>> START Text to read

The NIPP Risk Management Framework Diagram.

In the U.S. someone says “critical infrastructure,” what comes to mind? For some, it’s highways, electrical grids, and municipal water delivery systems. Others think of dams and railways. While those are all valid parts of infrastructure, it is important to realize that there are many other facets, or sectors, of critical infrastructure (CI). Dr. John Sullivan, vice-chairman of the American Board for Certification in Infrastructure Protection (ABCIP), puts it nicely: “Infrastructure is the glue that binds society together.” That glue includes stadiums, financial institutions, defense companies, farms, and many other portions of our society.

In post-9/11 American society, all of us, not just those responsible for public safety, must understand why it is important to protect those assets, both physical and electronic, that are critical to our everyday life. A water treatment plant in San Diego, right next to a military housing tract and within sight of the international border, is probably more at risk of being attacked than a bank in rural Kansas. However, if that bank is the Federal Reserve at Fort Leavenworth, then the threat becomes a higher priority than the water treatment plant.

As a result of the Alfred P. Murrah Federal Building bombing in Oklahoma City, former President Bill Clinton convened the President’s Commission on Critical Infrastructure Protection (PCCIP) in 1995. The commission’s report was one of the eye-openers that told government officials that our nation’s infrastructure was not well protected. One of the things that the PCCIP really focused on was the lack of protection for our cyber infrastructure.

>> END Text to read
>> START Records provided

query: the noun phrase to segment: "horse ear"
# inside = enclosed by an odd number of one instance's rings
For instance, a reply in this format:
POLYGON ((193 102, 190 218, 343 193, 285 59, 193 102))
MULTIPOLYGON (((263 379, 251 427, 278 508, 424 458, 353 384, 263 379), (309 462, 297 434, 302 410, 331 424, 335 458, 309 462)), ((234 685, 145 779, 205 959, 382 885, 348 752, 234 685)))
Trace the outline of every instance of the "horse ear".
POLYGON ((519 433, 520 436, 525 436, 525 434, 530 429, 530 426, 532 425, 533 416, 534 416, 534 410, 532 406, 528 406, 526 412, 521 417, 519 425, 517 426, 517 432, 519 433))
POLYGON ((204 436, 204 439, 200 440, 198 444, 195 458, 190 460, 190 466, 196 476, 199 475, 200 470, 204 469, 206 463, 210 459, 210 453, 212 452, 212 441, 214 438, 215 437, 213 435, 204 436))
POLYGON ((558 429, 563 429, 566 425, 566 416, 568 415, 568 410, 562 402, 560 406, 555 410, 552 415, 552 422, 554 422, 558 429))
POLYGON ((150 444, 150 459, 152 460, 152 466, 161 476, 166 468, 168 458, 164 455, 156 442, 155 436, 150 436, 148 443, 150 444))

>> END Records provided

» Challenges:
A: Answer these from the text on critical infrastructure:
(i) Who is the vice-chairman of the American Board for Certification in Infrastructure Protection?
(ii) In which city is the water treatment plant near a military housing tract?
(iii) What did the PCCIP really focus on?
B: Translate this sentence from the text on critical infrastructure into Spanish: "The commission’s report was one of the eye-openers that told government officials that our nation’s infrastructure was not well protected."

» In response:
A:
(i) Dr. John Sullivan
(ii) San Diego
(iii) The lack of protection for the cyber infrastructure

B: El informe de la comisión fue una de las revelaciones que les hicieron ver a los funcionarios del gobierno que la infraestructura de nuestra nación no estaba bien protegida.